Stored dataset items:
=== Section Start ===
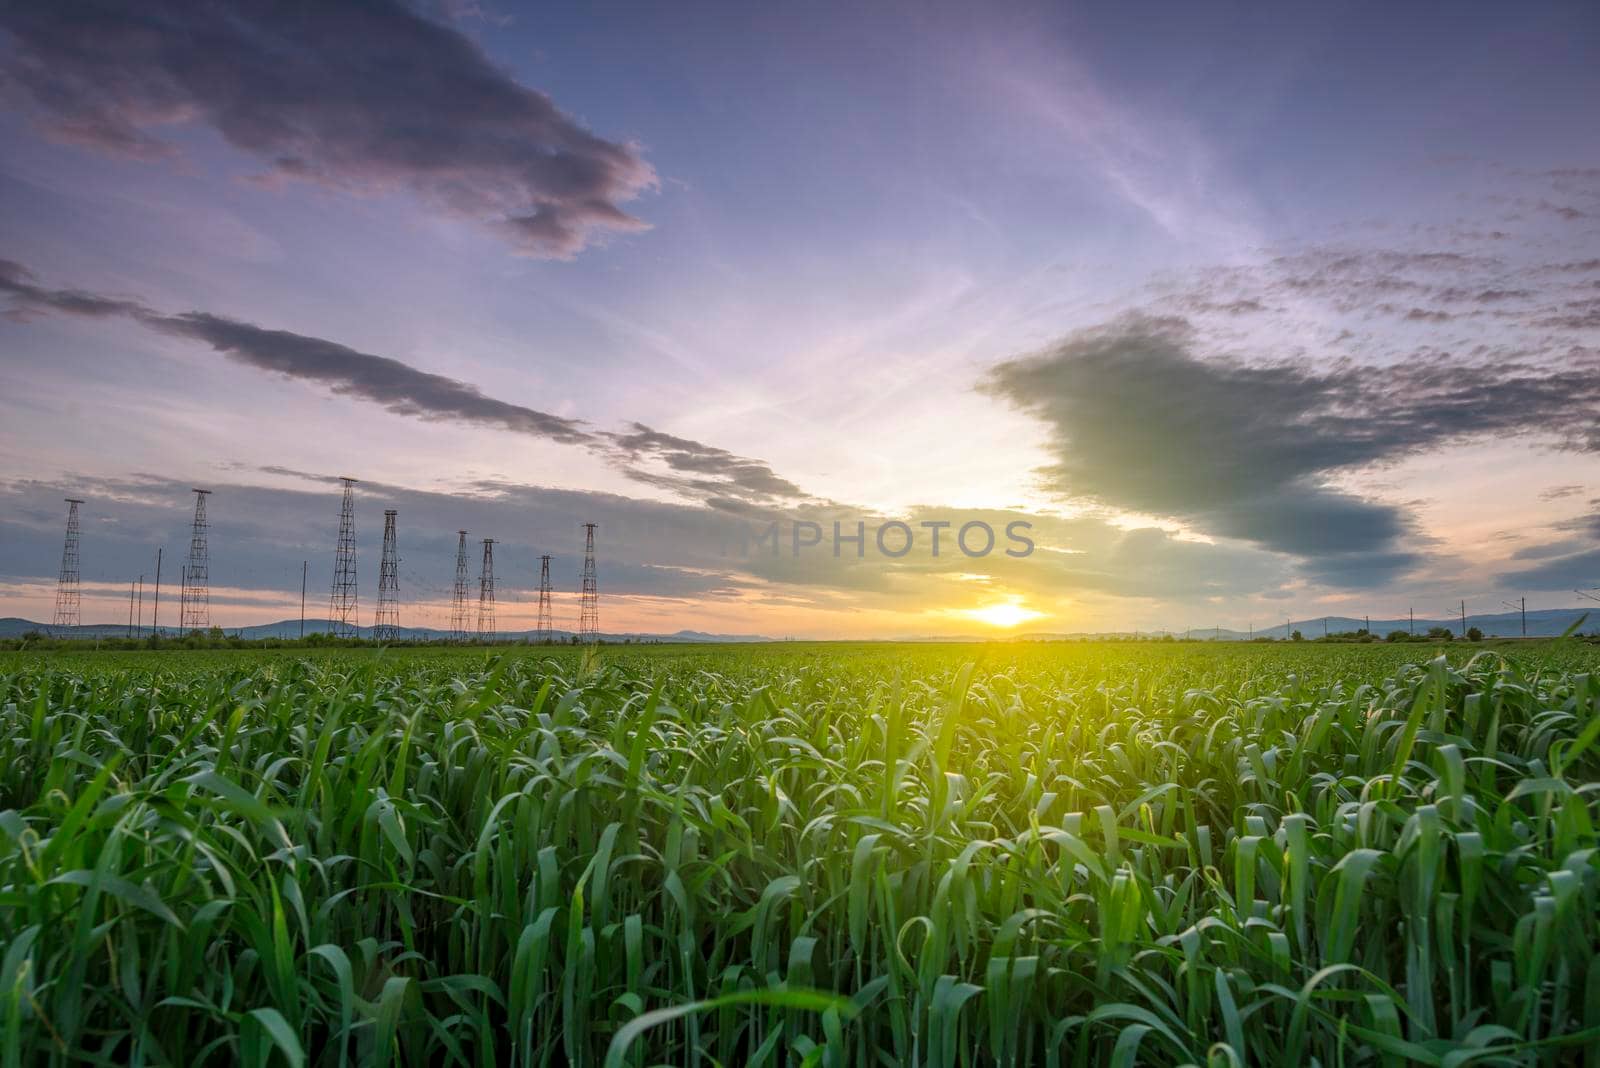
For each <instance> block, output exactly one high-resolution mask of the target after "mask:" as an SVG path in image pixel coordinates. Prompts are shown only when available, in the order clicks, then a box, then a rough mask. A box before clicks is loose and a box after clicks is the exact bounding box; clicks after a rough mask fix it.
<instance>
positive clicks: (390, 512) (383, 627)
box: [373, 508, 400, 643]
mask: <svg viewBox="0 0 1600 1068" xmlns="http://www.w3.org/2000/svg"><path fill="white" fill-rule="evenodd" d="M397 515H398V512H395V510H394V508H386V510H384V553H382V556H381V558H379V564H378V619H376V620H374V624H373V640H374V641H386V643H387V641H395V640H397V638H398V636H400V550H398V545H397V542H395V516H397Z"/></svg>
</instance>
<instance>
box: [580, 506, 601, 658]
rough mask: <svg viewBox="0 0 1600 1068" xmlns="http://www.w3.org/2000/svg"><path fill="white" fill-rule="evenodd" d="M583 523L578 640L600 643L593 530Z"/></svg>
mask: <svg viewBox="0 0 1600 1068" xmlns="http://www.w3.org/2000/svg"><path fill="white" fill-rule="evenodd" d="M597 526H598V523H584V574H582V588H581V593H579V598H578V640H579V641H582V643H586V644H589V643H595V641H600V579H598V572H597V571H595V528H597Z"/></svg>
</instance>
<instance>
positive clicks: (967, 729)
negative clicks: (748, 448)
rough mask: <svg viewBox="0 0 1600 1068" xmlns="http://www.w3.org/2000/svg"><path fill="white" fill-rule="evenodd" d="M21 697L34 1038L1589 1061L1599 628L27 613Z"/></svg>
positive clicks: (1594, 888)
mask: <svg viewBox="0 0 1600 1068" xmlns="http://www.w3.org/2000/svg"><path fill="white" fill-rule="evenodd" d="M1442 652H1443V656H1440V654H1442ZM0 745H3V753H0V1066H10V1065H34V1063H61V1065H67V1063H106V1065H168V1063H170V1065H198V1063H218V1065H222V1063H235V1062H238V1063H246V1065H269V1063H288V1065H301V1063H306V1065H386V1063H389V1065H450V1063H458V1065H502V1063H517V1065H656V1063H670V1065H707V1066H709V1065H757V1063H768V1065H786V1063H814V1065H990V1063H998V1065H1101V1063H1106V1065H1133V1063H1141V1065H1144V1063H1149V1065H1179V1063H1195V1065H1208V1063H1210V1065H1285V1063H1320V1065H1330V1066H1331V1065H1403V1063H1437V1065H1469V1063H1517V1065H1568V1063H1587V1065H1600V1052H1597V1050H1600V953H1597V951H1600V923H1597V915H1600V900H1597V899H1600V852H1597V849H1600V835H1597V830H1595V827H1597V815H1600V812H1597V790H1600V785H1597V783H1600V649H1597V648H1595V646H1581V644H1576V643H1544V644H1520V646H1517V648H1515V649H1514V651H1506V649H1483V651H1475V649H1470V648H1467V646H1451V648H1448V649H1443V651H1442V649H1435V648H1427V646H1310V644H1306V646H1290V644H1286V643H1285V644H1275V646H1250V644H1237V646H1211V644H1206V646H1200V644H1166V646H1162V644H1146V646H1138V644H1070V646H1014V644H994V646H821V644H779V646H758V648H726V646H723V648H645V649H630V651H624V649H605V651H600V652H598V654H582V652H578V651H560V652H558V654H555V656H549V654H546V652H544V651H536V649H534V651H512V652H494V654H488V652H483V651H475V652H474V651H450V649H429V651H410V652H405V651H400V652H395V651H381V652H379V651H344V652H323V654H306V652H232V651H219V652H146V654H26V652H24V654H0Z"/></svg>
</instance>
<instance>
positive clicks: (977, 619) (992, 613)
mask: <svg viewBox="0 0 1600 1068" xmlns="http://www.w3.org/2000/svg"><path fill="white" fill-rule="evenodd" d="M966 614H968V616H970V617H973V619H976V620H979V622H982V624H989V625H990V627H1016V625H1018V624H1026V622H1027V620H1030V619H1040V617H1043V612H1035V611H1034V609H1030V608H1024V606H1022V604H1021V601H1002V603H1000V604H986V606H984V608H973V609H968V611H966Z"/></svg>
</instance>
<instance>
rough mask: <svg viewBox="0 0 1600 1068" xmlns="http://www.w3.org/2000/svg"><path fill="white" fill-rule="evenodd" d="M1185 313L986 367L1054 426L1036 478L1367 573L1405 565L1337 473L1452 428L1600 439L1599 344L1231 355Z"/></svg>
=== Section End ===
=== Section Start ===
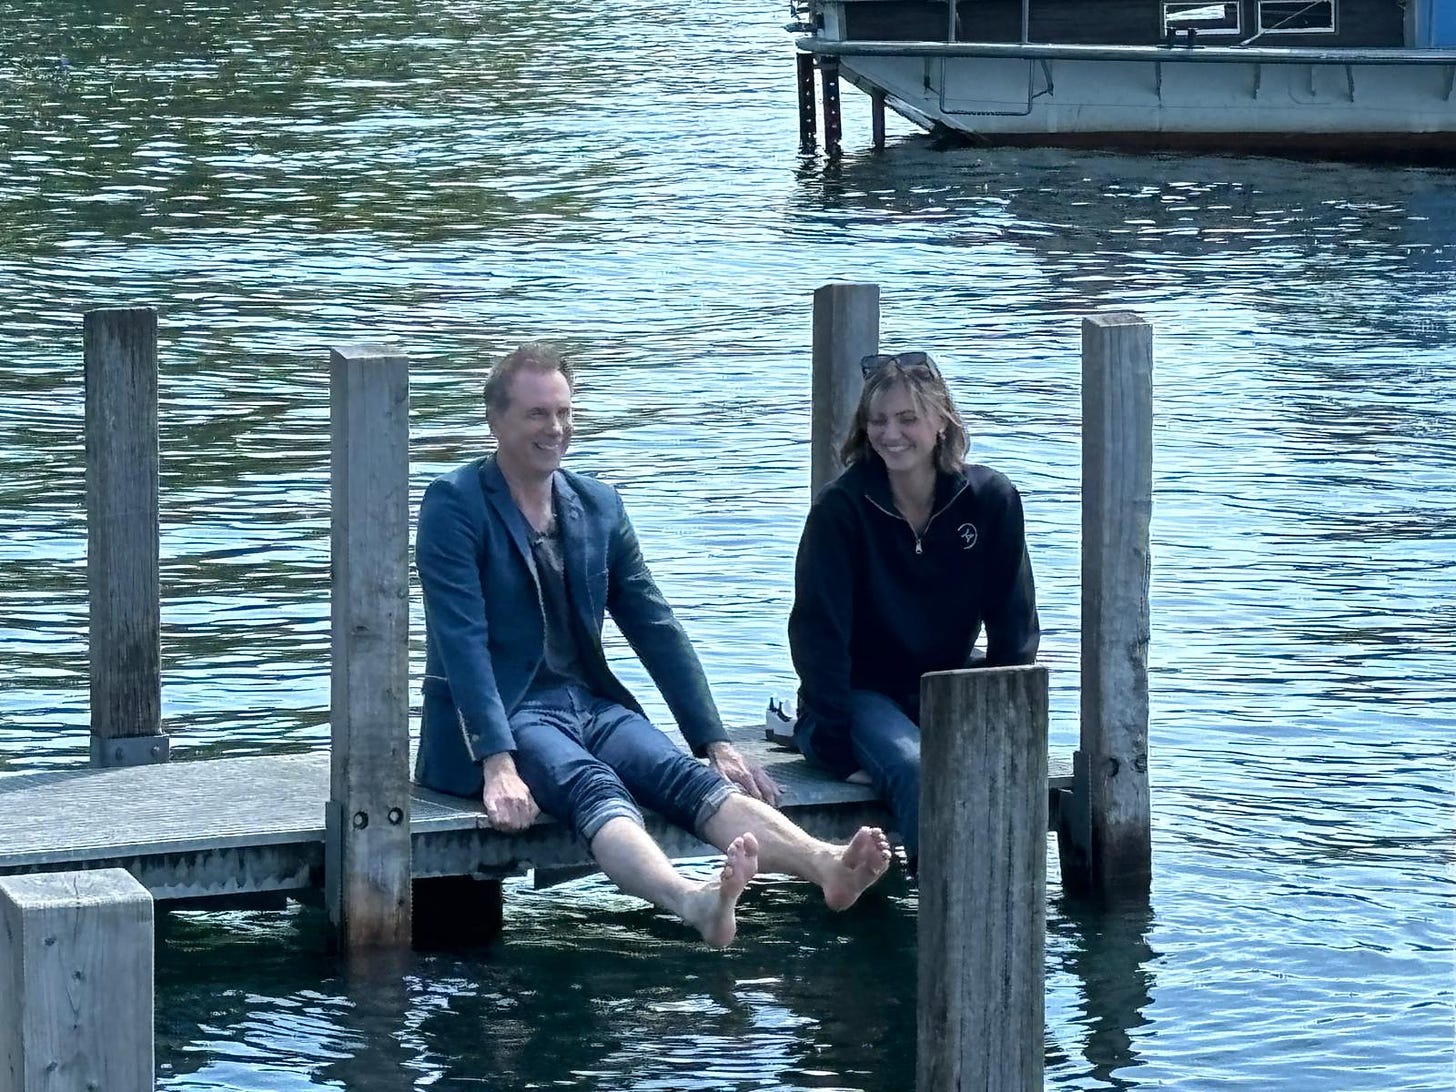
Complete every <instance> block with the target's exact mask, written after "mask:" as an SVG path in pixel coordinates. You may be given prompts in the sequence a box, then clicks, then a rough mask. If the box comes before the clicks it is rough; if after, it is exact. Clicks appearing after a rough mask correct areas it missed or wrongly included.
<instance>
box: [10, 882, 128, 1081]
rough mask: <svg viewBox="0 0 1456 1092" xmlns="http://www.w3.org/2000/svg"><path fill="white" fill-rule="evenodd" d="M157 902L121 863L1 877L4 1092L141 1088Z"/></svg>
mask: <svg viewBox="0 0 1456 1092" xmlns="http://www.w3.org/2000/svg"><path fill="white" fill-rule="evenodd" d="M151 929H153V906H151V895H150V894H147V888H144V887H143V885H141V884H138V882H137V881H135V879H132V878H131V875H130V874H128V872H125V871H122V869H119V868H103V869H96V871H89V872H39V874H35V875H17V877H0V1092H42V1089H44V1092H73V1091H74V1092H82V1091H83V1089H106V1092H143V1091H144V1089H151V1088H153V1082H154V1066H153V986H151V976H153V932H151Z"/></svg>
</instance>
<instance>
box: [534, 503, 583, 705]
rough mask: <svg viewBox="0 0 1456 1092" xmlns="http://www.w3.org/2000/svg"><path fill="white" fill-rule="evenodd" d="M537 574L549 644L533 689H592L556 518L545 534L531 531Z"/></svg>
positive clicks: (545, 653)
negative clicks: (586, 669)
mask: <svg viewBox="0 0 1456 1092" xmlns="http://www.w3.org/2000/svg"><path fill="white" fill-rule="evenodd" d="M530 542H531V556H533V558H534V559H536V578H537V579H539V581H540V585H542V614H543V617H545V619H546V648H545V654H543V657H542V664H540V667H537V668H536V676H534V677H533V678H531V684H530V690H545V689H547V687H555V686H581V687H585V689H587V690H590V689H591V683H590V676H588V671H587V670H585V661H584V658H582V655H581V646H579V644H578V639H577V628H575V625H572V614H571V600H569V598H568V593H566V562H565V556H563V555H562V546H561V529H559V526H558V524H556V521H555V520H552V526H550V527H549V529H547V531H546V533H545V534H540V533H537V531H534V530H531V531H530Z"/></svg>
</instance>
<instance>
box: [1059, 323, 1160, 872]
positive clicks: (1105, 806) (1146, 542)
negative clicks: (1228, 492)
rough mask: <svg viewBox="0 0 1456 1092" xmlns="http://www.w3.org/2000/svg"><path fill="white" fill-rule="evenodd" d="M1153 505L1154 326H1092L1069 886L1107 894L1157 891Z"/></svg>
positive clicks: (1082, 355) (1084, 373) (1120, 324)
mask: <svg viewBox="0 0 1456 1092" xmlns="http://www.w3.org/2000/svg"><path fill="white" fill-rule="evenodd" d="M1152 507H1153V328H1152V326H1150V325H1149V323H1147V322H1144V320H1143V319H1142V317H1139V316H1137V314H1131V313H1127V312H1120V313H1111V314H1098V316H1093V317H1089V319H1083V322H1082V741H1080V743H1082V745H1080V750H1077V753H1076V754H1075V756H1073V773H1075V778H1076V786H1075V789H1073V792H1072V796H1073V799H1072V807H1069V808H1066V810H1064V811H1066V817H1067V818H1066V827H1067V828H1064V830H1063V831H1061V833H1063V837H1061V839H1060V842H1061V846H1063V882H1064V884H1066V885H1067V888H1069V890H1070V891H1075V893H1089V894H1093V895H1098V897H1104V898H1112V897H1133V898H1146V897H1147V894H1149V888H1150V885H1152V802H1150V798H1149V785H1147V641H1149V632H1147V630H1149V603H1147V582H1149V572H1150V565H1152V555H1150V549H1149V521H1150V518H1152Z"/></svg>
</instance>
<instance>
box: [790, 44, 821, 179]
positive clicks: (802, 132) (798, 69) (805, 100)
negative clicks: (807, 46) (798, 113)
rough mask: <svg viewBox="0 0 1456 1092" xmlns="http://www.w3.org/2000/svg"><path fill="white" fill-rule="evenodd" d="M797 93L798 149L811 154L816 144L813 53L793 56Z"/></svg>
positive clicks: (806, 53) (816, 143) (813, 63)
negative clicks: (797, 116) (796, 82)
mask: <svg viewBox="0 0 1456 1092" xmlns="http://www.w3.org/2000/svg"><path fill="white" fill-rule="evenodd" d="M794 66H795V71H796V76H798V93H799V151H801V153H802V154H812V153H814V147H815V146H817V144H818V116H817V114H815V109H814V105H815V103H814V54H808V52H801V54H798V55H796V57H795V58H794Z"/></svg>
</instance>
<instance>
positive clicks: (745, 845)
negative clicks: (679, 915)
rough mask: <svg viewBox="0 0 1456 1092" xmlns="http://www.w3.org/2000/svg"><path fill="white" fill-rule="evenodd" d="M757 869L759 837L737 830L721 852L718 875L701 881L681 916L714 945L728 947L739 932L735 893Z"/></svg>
=== Section End ===
## Problem description
Locate each line above that includes the word "then", with uppercase and lowercase treated as different, and copy those lines in full.

## The completed task
For each <instance> block, output exactly one high-resolution mask of the target after "mask:" as an SVG path in image pixel coordinates. Prompts are shown only when available, in the order clicks, then a box, then a rough mask. A box before clicks is loose and a box after clicks is the exact bounding box; clicks after a rough mask fix it.
Complete every <instance> block with the target's exact mask, written after "mask:" as an SVG path in pixel coordinates. You may be given prompts in the sequence a box, then clicks, then a rough mask. If the box comes before the clicks it is rough; if after, it is exact. Clicks appearing after a rough mask correct areas it missed or wrongly included.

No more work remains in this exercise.